◆ **Exercise prompt**: Locate each line in the items below that contains the string "sitting", and copy those lines out. Case counts.

* start Listing *

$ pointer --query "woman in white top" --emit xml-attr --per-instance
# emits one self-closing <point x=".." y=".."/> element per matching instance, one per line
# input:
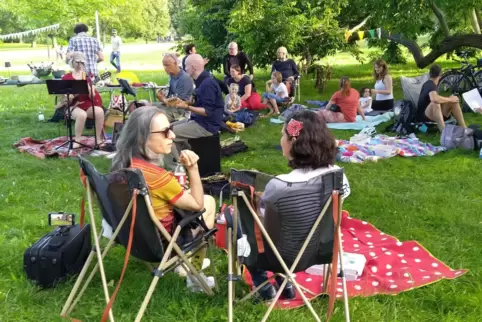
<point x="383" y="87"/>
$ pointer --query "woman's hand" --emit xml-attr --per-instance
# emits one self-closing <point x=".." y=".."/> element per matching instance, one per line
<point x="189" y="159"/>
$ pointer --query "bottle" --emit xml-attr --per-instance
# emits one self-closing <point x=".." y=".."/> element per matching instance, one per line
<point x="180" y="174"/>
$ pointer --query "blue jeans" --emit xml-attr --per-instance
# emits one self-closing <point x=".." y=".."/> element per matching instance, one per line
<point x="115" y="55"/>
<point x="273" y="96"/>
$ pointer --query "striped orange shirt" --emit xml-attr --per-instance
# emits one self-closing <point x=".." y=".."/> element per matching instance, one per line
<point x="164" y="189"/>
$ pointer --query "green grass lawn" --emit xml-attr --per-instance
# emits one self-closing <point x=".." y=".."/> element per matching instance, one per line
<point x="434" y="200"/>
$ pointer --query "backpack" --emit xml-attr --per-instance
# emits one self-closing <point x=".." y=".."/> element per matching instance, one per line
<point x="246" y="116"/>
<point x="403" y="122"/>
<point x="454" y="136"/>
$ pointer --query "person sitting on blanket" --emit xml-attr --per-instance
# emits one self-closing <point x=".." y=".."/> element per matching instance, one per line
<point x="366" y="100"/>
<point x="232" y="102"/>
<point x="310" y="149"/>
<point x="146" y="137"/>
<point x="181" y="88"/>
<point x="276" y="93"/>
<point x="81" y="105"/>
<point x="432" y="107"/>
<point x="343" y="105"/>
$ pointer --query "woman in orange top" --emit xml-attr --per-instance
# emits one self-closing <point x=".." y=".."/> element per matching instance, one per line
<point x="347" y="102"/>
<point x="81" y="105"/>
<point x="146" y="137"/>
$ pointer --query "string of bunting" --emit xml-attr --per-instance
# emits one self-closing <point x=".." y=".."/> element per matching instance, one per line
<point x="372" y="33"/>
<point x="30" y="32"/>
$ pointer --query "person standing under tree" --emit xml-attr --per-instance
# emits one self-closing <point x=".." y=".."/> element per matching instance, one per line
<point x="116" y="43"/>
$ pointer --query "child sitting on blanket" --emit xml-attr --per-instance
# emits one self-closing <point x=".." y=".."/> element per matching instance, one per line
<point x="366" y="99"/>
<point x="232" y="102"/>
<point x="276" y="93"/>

* end Listing *
* start Listing *

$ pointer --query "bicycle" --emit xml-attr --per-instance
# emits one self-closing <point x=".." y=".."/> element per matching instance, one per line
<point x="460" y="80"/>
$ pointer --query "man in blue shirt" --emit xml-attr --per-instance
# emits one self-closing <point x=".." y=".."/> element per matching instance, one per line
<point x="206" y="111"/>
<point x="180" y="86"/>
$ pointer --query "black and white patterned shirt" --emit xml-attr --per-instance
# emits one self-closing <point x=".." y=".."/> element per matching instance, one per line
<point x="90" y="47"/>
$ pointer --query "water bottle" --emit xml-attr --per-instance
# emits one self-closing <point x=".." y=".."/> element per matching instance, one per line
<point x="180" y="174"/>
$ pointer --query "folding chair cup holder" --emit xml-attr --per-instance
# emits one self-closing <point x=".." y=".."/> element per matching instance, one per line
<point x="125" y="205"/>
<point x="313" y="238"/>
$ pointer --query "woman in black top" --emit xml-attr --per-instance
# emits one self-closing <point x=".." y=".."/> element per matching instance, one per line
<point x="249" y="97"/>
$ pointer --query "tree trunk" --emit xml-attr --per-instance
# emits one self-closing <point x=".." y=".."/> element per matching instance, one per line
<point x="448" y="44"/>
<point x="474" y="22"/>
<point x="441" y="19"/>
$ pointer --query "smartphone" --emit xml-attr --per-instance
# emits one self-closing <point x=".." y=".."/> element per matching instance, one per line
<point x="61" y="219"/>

* end Listing *

◆ **Complete output**:
$ pointer --query "person sitting on blanket" --emit xml-attr --per-instance
$ pointer --query "child sitting on blanket" --emit xml-attr --per-instance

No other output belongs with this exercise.